*** Opening of DATA LISTING ***

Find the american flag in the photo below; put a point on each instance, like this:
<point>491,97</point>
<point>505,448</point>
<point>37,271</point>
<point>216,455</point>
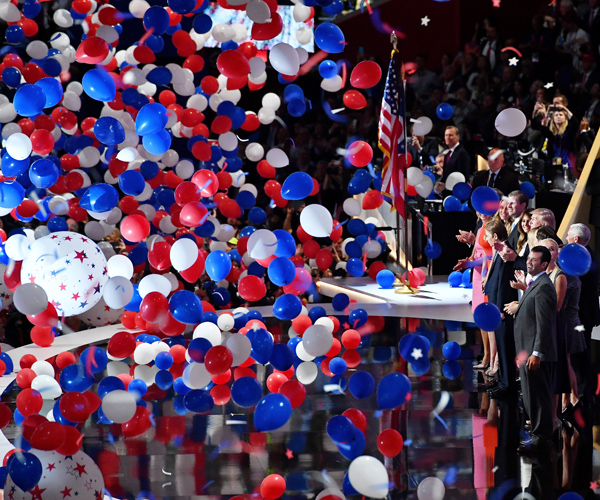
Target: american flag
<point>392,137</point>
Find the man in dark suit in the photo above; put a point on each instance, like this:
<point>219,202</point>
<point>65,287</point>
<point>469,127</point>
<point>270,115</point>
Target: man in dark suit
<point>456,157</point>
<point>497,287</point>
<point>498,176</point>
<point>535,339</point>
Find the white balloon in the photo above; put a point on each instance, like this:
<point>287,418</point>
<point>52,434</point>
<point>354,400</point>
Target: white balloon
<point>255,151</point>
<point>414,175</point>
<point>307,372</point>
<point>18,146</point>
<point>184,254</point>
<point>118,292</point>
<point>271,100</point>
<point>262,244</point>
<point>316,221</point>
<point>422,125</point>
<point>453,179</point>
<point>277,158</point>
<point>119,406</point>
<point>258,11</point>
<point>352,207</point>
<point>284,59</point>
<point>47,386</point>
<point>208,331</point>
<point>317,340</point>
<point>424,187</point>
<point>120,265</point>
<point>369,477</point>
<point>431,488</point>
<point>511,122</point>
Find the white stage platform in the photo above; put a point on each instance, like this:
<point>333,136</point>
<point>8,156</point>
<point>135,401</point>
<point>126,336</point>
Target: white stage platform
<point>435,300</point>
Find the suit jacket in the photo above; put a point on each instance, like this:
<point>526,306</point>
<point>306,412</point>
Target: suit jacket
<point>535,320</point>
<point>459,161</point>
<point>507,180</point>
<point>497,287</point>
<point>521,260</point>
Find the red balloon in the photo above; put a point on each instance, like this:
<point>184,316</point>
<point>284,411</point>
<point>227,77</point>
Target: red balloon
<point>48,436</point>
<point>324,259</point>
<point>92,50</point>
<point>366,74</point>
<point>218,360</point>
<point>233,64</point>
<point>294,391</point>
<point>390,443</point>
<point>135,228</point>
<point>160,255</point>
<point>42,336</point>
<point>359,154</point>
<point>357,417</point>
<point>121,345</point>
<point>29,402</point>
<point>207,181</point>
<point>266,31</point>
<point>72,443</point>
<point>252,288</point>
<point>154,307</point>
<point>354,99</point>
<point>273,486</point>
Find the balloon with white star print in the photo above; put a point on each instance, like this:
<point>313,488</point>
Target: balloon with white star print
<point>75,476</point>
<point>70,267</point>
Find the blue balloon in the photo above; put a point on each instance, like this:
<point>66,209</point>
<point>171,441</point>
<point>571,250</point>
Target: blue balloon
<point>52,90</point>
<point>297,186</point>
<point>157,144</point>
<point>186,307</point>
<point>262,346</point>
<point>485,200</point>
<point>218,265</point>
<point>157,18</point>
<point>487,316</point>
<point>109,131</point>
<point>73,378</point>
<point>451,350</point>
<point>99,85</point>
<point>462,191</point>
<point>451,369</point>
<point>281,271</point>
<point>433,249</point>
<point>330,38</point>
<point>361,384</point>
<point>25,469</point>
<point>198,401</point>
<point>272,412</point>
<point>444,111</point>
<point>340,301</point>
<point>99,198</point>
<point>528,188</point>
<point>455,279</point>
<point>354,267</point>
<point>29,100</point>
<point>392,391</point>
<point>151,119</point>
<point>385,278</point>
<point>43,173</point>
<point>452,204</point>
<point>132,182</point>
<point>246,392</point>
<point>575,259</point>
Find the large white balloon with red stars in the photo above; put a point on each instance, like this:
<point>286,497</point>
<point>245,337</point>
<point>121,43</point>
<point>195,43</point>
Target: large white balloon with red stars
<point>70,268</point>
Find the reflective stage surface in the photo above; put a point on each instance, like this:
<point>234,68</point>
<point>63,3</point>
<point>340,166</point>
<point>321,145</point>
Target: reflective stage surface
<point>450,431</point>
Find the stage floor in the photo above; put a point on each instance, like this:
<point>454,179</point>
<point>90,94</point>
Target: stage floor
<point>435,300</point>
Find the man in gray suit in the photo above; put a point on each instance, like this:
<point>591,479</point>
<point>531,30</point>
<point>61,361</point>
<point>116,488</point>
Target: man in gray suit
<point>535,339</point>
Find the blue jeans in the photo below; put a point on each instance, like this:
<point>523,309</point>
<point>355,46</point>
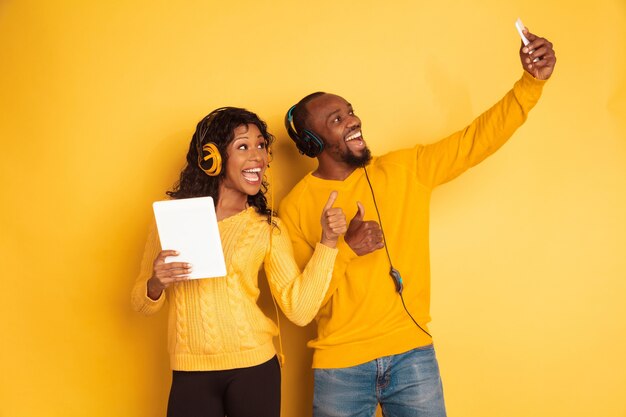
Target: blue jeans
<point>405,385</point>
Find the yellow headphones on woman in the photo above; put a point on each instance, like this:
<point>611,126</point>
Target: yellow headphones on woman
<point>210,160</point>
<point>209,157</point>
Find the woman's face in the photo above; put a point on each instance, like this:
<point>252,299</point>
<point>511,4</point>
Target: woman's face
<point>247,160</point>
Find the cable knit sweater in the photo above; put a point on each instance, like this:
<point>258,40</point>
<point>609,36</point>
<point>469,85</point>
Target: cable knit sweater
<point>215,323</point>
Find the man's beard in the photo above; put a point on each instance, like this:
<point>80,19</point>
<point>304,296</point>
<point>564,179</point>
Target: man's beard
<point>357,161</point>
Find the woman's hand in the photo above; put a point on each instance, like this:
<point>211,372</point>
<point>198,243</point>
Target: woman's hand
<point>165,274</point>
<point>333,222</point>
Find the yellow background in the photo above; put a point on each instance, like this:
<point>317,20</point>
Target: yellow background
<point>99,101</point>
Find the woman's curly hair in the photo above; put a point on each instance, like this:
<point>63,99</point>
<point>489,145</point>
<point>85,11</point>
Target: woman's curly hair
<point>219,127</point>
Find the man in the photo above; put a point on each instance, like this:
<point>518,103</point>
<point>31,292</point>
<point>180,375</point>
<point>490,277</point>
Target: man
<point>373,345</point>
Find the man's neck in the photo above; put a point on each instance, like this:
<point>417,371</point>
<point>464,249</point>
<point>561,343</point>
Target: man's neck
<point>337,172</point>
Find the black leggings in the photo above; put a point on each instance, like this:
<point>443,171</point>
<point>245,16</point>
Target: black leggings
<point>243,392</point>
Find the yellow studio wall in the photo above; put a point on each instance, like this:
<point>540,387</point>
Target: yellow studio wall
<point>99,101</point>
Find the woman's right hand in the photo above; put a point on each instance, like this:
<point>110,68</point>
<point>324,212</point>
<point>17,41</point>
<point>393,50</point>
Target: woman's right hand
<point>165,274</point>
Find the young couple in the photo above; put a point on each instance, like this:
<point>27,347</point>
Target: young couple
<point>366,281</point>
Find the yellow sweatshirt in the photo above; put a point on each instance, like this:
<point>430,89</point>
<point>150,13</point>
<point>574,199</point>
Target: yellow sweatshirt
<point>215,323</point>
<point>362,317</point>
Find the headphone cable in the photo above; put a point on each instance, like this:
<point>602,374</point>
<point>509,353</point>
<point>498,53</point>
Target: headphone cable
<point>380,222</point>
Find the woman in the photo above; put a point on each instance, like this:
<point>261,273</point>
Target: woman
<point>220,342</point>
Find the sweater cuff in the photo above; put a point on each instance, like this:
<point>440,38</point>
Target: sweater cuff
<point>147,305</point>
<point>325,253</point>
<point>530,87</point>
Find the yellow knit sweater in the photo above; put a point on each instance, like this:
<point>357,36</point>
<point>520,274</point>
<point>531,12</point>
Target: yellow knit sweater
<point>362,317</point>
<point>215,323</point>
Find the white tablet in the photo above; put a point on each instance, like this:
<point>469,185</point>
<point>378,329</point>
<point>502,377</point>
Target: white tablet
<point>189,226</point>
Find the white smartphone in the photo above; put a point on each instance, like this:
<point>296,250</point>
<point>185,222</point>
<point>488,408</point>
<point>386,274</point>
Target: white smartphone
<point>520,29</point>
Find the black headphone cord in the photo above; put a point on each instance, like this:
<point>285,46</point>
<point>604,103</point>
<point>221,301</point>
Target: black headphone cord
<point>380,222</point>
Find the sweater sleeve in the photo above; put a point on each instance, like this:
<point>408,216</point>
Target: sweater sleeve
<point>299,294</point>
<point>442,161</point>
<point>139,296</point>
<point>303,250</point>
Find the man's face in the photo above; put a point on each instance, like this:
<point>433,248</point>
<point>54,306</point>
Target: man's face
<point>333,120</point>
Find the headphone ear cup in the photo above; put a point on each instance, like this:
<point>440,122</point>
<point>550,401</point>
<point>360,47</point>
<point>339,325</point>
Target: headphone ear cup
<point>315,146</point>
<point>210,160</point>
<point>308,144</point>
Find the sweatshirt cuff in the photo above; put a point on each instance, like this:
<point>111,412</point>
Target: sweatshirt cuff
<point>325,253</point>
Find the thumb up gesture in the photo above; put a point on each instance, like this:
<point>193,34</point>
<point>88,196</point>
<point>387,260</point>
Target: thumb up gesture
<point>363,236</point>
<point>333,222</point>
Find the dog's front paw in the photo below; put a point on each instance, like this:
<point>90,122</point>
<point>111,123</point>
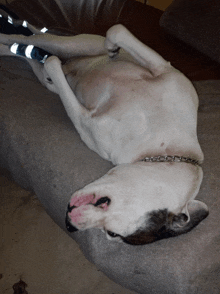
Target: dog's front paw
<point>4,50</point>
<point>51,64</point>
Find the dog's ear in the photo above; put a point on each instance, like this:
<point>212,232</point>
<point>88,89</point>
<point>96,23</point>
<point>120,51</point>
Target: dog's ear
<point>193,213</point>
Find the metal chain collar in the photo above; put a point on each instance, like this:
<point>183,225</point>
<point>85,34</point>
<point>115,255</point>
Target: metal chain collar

*** Close of DATA LISTING ***

## WHAT THE TASK REQUIRES
Your task is to retype the entries verbatim, starting with the line that holds "Find the yellow headphones" and stopping after the line that holds "<point>564,179</point>".

## ANSWER TO THE PROBLEM
Find the yellow headphones on woman in the photo above; put a point on each instance, like this:
<point>611,126</point>
Target: yellow headphones on woman
<point>210,160</point>
<point>209,157</point>
Find the woman's face in the photo above; put a point on each instance, like this:
<point>252,299</point>
<point>511,4</point>
Target: woman's face
<point>247,160</point>
Find the cable knit sweater in the photo above; put a point on each instance, like this:
<point>258,40</point>
<point>609,36</point>
<point>469,85</point>
Target: cable knit sweater
<point>215,323</point>
Find the man's beard in the photo above; put a point on each instance, like this:
<point>80,19</point>
<point>304,296</point>
<point>564,179</point>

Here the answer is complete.